What you will do —
In the article on the Scania Dc 16 below:
1. What is the power output of the engine?
2. According to Roger Olsson, the Miller cycle has the same effect as shrinking the engine's actual displacement by about how much?
3. How many trucks with V8 engines is the strike preventing Scania from delivering globally?

Scania Dc 16 and the Miller cycle
Large engines with relatively low power outputs may have problems with after-treatment. This happens because the motor pumps too much air in proportion to the excess heat it generates. Scania engineers have solved this problem in a simple and elegant way with the Scania Dc 16. The 520 hp V8, in fact, exploits a technology invented by the American engineer Ralph Miller in the 50s.
The use of special camshaft profiles ensures that the intake valves remain open a little longer than normal during the compression phase. This means that the engine actually gets less air. In turn, this allows it to maintain a higher working temperature, to the advantage of the Scr system. The solution of creating an engine that works according to the Miller cycle is an excellent example of Scania’s ability to produce simple solutions that add value to the customer without increasing costs. A possible, minimal defect could be identified in the slower increase of the torque from the minimum regime.
Scania Dc 16. The Miller cycle works wonders, says Roger Olsson
Roger Olsson, Chief Engineer of Scania’s V8 division, commented on the choice to rely on the Miller cycle. «Mechanically-speaking, it’s a relatively simple solution that achieves the same effect as if we had shrunk the engine’s actual displacement by about a liter. The Miller cycle works wonders for both after-treatment and reducing fuel consumption, with the only disadvantage being that the build-up of torque slows down marginally from idle. But in reality the difference is difficult to perceive, and instead it’s just striking what a perfect engine this is for long-distance trucks of 30 tonnes and over, where weight is not an issue. If you’re operating a heavy combination, if the road is hilly, or the average speed is high, then the new 520 engine is both a piggy bank and a power plant».
That unwanted but expected strike
With an official statement, in early July Scania announced the temporary suspension of sales and deliveries of its V8 engines. The cause is the continuation of a strike with a component supplier. The strike is preventing Scania from delivering, globally, more than 2,000 trucks with the V8 engines. The strike is affecting also sales of marine and industrial engines. It lasted from 14 June but already earlier this year this specific supplier had interrupted deliveries.
V8 engines represent a reference on the market, says Christian Levin
Christian Levin, Executive Vice President of the Head of Sales and Marketing, issued a statement on the current situation. «I am deeply sorry for this situation that prevents us from supplying our V8 engines. These, in fact, represent a reference on the market and are an important part of Scania’s DNA. Our commercial organization has already started to propose alternatives that allow the customers involved to meet the commitments made with their customers, using our 13-liter engines or other solutions of products and services. Nothing will be left unturned, in order to maintain the trust of our customers».

Material shown —

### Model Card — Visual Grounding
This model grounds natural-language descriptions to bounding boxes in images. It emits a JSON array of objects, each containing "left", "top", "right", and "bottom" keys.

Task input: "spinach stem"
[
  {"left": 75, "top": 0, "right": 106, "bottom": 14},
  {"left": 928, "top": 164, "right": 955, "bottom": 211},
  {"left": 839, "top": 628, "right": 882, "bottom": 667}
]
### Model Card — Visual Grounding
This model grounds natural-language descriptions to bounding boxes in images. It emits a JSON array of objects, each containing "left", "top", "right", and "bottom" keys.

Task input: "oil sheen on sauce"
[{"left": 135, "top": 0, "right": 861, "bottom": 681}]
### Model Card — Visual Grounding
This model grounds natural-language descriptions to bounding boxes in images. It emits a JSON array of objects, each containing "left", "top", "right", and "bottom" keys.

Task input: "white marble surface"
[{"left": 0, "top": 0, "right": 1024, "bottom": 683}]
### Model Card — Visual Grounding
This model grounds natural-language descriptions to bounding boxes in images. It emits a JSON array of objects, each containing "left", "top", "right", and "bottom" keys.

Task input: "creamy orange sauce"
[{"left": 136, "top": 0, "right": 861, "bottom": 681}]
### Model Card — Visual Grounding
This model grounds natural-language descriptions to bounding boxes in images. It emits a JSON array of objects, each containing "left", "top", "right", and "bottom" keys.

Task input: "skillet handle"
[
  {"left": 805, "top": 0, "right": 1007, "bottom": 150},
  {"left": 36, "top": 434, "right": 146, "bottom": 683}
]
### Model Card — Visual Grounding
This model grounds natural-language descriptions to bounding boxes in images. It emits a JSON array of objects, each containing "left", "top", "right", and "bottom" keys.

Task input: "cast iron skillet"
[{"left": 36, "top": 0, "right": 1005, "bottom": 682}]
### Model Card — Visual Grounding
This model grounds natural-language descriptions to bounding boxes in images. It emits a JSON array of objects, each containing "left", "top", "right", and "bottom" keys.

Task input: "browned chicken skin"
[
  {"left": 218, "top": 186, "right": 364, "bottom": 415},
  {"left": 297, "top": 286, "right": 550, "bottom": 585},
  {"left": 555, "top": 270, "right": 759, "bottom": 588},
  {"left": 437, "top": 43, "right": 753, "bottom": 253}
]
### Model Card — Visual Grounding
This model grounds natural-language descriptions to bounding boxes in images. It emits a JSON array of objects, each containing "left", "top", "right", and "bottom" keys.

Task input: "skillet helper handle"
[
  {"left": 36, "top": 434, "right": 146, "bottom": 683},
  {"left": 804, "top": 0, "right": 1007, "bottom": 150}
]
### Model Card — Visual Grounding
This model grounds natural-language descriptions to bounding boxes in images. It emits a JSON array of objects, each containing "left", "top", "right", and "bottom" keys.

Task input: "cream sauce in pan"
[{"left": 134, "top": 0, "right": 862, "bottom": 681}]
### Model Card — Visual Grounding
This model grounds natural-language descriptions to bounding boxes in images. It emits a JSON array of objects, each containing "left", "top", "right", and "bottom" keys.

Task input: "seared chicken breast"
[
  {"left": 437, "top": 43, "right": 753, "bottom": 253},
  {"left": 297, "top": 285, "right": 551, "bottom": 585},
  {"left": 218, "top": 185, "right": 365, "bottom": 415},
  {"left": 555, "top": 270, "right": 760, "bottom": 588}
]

Reply to the exercise —
1. 520 hp.
2. About a liter.
3. More than 2,000.